- **SET TASK**
Please rewrite the stretch of the records from the line containing "outline dark trousers" through the line containing "236), (164, 260)]", changing "trousers" to "pants" and leaving everything else as it is.

- **EXTRACTED MATERIAL**
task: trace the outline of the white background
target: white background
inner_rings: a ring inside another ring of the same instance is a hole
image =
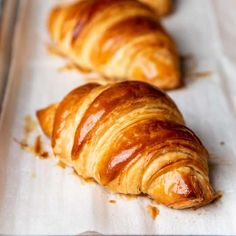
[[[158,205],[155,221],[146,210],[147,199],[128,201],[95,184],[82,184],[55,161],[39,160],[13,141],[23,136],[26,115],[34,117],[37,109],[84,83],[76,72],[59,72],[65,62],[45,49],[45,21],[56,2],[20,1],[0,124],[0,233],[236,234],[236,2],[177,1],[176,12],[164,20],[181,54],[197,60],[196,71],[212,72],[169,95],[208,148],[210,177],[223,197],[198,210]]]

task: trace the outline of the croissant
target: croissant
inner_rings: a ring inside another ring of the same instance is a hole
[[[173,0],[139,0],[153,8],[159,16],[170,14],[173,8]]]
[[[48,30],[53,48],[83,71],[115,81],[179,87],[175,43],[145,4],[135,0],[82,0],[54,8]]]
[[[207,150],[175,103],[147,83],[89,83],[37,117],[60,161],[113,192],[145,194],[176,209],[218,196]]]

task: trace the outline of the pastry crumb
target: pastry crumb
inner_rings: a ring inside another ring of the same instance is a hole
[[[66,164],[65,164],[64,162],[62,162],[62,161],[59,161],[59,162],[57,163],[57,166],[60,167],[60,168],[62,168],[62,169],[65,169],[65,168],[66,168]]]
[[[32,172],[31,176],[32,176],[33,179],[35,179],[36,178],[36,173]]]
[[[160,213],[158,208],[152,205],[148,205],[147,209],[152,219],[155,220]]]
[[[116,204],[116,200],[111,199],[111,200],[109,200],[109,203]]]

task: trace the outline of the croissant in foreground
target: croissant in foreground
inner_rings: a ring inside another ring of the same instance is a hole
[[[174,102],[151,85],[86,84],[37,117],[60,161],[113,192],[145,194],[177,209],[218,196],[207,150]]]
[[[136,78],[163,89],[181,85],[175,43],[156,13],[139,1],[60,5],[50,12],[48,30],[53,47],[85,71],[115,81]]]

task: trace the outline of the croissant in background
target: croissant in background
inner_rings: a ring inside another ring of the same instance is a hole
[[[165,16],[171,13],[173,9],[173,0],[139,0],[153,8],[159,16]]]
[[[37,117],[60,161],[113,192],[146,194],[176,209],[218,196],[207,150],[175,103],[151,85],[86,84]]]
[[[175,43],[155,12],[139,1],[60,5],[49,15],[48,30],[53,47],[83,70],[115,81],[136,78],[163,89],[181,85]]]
* * *
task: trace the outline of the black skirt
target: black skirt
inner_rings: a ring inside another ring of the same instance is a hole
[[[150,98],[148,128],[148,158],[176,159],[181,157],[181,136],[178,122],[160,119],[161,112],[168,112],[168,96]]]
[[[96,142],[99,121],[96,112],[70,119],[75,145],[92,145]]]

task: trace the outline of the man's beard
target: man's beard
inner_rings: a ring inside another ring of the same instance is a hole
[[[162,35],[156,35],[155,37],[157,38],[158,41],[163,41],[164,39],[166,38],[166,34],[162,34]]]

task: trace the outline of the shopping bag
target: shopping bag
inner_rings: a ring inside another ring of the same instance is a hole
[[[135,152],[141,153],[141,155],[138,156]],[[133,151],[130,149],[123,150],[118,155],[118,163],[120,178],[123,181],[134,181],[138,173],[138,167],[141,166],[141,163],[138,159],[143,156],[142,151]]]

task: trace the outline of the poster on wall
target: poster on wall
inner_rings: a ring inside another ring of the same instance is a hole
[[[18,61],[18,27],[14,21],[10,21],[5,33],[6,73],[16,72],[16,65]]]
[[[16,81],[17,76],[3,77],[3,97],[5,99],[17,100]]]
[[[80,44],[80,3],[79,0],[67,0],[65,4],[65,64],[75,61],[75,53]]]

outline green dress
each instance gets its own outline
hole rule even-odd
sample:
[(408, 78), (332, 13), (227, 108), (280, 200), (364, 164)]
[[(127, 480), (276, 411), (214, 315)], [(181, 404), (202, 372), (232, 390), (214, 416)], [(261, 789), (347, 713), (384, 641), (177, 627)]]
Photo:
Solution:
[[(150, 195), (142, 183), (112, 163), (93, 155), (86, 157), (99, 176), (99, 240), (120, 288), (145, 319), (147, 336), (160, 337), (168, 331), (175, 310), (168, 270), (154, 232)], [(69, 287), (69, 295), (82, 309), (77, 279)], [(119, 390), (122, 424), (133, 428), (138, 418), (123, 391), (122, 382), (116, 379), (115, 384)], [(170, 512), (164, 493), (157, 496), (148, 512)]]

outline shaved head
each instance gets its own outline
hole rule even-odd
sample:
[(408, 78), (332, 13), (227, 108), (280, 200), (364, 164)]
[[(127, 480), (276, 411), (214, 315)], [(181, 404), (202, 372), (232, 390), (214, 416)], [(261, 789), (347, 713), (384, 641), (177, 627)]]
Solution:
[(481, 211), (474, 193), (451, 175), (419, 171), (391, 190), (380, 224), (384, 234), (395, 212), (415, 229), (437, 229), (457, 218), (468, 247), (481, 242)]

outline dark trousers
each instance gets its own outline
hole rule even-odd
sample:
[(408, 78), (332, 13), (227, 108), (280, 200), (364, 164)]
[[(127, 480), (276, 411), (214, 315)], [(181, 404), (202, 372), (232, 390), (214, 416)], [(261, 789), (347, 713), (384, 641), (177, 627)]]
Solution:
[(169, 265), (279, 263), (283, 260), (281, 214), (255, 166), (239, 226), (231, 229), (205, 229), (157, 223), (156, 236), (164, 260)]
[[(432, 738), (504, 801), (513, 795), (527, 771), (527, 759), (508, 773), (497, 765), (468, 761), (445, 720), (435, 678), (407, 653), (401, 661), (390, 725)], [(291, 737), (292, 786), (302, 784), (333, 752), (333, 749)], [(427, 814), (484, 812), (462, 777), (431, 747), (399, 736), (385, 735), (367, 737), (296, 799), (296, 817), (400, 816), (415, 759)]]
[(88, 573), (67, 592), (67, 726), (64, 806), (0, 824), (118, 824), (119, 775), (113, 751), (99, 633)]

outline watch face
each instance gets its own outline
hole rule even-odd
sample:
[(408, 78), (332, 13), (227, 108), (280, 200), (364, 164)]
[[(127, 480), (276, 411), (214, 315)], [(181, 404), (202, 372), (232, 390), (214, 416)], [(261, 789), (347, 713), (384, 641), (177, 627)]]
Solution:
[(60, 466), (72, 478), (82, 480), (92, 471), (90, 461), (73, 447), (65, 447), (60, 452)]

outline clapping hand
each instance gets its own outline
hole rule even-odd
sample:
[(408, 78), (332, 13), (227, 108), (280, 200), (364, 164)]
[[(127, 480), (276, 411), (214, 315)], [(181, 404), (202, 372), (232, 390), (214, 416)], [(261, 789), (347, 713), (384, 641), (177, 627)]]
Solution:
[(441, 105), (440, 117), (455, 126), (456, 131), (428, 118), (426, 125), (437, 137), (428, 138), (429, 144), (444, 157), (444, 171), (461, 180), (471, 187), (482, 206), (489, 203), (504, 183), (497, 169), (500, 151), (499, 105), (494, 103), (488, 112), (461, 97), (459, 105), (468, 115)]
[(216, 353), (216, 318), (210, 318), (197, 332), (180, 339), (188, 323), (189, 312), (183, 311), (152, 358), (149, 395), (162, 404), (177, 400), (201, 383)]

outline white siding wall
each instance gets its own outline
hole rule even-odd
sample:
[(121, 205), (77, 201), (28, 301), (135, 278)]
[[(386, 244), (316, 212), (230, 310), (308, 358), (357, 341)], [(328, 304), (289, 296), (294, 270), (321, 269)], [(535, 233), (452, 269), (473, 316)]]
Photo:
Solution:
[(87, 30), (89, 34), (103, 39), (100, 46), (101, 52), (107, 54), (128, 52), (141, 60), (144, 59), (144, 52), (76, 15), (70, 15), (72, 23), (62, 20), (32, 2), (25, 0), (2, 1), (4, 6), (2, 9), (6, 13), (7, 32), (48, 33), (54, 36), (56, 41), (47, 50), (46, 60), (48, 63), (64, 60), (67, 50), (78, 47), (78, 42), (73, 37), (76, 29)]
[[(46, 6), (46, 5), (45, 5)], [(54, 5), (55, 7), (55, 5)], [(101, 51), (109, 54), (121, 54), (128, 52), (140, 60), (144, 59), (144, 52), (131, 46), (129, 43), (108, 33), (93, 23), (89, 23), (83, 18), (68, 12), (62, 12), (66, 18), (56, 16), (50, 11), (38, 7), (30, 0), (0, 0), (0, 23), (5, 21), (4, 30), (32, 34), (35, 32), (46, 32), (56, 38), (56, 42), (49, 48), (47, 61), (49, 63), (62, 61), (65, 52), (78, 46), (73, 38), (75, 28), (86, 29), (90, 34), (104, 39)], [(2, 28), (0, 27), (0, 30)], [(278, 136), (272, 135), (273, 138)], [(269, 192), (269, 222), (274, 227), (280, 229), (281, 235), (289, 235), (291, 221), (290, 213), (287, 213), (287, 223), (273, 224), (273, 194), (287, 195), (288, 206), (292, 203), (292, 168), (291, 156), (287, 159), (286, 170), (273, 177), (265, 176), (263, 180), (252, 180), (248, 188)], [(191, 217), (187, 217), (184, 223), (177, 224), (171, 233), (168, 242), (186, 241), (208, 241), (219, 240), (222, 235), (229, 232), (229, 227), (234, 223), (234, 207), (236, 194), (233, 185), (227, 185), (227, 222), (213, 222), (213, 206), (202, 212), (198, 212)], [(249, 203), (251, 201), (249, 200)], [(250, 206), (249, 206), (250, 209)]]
---
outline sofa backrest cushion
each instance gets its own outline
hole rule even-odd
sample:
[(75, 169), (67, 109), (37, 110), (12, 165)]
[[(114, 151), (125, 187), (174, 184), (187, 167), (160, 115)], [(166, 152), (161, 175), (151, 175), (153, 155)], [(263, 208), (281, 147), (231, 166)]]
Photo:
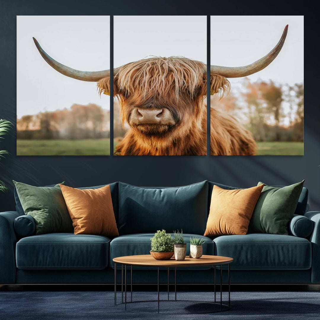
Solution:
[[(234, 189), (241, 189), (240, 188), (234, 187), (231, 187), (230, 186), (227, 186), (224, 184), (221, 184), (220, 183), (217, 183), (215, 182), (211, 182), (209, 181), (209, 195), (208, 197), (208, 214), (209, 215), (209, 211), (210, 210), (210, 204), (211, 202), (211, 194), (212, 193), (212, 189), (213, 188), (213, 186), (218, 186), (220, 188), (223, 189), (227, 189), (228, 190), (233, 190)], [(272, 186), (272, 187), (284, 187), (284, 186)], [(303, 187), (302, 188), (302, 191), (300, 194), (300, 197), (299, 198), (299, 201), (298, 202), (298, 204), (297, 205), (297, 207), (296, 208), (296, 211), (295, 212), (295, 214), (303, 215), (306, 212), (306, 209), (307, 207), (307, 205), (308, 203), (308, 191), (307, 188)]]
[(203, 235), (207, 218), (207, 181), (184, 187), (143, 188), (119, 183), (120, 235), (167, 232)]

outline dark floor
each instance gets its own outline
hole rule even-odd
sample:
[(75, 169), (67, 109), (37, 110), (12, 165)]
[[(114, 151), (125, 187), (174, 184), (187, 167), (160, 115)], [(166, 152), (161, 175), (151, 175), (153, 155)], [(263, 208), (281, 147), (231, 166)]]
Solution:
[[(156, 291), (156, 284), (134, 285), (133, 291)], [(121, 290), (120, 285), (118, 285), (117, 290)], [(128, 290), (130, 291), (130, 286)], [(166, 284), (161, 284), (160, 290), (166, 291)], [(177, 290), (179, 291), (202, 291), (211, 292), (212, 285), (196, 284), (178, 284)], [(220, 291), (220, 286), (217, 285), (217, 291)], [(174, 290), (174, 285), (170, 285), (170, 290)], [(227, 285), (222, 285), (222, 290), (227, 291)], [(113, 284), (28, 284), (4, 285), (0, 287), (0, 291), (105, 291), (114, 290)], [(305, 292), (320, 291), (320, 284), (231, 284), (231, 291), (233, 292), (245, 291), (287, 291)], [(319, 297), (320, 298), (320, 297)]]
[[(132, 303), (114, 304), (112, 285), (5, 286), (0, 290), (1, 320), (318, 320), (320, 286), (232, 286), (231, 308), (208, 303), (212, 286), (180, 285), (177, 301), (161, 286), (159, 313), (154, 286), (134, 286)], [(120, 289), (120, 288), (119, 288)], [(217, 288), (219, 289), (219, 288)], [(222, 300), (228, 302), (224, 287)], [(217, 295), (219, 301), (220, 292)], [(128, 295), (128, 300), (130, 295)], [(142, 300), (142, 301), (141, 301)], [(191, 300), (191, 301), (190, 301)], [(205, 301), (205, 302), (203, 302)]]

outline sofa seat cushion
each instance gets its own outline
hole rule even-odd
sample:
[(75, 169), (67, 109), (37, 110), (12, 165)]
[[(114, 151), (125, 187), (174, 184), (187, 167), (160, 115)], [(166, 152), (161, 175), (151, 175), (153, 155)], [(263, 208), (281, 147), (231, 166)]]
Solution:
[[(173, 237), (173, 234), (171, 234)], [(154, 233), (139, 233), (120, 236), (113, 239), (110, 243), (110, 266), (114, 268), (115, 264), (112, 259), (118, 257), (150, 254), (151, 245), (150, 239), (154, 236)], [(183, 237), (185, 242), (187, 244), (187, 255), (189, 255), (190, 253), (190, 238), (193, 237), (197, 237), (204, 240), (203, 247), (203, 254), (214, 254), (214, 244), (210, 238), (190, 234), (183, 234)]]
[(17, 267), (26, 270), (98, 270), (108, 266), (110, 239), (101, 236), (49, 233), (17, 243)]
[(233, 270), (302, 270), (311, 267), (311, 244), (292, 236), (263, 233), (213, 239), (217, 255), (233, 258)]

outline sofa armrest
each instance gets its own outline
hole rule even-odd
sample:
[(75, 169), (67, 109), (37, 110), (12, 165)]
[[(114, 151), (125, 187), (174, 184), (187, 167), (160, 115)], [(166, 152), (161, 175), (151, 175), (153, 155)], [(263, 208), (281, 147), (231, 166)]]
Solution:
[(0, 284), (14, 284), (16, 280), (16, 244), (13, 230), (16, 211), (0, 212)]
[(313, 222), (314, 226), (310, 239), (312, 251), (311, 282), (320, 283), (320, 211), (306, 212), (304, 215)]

- **RESULT BELOW**
outline dark pants
each instance gets its own outline
hole rule even-odd
sample:
[(408, 78), (332, 13), (227, 108), (280, 200), (364, 164)]
[[(127, 480), (276, 411), (214, 315)], [(181, 404), (202, 372), (232, 390), (214, 416)], [(261, 789), (347, 713), (384, 641), (177, 627)]]
Solution:
[(169, 265), (279, 263), (283, 260), (281, 214), (255, 166), (239, 226), (231, 229), (205, 229), (157, 223), (156, 236), (164, 260)]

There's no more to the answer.